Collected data

== == ==

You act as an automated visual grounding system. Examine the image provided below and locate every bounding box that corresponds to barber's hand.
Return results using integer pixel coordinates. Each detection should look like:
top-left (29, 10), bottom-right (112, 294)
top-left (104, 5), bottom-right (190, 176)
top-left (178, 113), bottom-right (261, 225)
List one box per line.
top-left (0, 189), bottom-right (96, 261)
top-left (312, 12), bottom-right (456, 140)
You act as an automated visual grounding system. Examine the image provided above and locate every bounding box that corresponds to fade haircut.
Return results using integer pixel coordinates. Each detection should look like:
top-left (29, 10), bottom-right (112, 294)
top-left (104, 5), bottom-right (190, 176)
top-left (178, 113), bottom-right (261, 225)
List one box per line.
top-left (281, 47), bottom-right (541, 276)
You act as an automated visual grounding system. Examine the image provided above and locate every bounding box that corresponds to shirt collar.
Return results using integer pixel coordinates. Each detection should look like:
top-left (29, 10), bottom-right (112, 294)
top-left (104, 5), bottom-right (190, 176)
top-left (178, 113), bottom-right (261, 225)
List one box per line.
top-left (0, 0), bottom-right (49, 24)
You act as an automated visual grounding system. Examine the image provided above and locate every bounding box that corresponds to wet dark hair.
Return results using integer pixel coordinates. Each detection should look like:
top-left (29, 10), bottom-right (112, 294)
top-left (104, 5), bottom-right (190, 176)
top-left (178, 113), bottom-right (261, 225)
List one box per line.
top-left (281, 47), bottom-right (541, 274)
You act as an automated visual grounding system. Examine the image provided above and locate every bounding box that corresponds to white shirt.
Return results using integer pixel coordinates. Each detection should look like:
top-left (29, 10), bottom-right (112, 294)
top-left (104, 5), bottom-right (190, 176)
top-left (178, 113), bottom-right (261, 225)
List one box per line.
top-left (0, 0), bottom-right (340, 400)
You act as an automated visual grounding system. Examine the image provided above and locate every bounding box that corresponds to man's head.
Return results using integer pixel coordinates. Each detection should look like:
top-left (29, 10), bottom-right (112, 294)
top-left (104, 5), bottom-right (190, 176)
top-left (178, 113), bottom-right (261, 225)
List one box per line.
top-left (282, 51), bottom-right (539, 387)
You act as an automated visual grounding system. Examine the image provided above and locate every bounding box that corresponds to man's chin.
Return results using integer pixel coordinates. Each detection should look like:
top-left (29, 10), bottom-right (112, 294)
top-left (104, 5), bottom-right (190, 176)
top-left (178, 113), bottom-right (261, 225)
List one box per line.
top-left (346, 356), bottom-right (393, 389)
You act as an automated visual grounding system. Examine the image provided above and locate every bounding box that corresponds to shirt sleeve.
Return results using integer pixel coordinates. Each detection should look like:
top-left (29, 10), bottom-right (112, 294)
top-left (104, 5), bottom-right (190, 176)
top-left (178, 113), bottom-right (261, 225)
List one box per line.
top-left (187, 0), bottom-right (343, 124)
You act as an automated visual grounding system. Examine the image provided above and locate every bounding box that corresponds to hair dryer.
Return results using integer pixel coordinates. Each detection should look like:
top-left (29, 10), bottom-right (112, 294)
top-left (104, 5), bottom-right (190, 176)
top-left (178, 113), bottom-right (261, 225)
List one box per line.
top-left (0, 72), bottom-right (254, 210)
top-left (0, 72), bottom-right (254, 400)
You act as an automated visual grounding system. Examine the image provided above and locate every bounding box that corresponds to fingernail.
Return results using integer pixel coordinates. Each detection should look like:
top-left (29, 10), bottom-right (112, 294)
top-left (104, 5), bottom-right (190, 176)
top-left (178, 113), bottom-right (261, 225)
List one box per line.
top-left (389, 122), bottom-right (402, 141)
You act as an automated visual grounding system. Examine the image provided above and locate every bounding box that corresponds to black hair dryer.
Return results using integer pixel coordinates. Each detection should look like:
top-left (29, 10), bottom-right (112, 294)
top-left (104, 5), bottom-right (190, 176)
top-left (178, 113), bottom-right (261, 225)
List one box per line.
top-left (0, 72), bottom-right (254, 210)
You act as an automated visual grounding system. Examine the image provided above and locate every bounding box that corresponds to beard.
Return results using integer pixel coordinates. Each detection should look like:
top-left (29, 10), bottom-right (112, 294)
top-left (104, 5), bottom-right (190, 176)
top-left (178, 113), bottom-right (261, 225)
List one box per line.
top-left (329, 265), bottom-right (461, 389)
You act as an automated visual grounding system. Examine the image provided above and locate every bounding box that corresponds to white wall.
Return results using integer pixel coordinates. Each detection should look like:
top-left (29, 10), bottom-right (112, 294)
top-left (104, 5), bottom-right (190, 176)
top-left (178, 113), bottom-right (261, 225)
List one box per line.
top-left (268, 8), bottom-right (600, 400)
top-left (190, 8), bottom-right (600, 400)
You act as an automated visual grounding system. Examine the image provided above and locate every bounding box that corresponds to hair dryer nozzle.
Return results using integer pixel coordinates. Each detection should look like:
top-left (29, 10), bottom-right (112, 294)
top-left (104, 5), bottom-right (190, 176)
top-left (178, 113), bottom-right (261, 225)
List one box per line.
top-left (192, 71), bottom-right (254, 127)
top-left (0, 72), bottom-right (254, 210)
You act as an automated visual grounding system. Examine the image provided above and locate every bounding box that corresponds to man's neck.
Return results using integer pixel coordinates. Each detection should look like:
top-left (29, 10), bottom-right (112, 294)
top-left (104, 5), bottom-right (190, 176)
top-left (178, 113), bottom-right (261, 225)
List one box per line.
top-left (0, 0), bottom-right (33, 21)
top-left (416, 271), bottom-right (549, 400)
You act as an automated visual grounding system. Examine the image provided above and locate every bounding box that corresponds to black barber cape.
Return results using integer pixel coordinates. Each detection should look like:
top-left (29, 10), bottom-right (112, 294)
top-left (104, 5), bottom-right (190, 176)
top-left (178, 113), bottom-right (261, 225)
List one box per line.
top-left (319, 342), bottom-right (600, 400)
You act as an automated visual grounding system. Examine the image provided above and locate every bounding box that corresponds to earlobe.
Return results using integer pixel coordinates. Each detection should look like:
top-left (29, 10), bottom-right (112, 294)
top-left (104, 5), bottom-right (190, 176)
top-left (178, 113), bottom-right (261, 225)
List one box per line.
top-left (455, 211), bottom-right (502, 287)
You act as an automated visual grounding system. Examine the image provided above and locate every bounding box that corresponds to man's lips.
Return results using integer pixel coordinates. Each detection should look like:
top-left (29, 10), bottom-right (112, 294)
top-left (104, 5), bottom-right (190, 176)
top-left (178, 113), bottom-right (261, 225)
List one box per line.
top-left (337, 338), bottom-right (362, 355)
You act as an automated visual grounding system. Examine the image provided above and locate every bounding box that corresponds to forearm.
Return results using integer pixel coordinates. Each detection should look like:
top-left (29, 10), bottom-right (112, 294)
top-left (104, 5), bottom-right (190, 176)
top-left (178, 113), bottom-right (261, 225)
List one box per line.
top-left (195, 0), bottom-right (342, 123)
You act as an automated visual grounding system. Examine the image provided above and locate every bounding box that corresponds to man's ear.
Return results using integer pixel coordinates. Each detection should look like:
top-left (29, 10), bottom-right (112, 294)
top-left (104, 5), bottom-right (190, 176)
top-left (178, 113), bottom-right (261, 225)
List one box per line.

== == ==

→ **Work to be completed**: Reproduce the material from the line with "to man's chin." up to and including the line with "top-left (0, 72), bottom-right (254, 400)", leaving the requests and their sample coordinates unchanged. Scale every bounding-box coordinate in the answers by 0.4, rounding to whole numbers with halves rounded up.

→ **Exercise response**:
You act as an automated visual grounding system. Examine the image provided above and locate every bounding box that corresponds to man's chin.
Return results using integer pixel coordinates. Each detection should look like:
top-left (29, 10), bottom-right (112, 294)
top-left (104, 5), bottom-right (190, 176)
top-left (178, 113), bottom-right (261, 225)
List one box per line.
top-left (138, 142), bottom-right (157, 156)
You act as an automated visual grounding system. Examine the image provided above and locate every bounding box that corresponds to shirt sleeve.
Return results using integer pixel coordinates. Each detection should look like:
top-left (29, 10), bottom-right (112, 294)
top-left (104, 5), bottom-right (190, 176)
top-left (178, 113), bottom-right (261, 225)
List one box per line.
top-left (75, 0), bottom-right (137, 50)
You act as an automated visual grounding system. Examine the image provided above and locate every bounding box that corresponds to hair dryer.
Return results using integer pixel coordinates. Each detection should look like:
top-left (29, 10), bottom-right (112, 294)
top-left (104, 5), bottom-right (190, 176)
top-left (178, 113), bottom-right (261, 225)
List one box per line.
top-left (0, 29), bottom-right (102, 84)
top-left (0, 29), bottom-right (102, 160)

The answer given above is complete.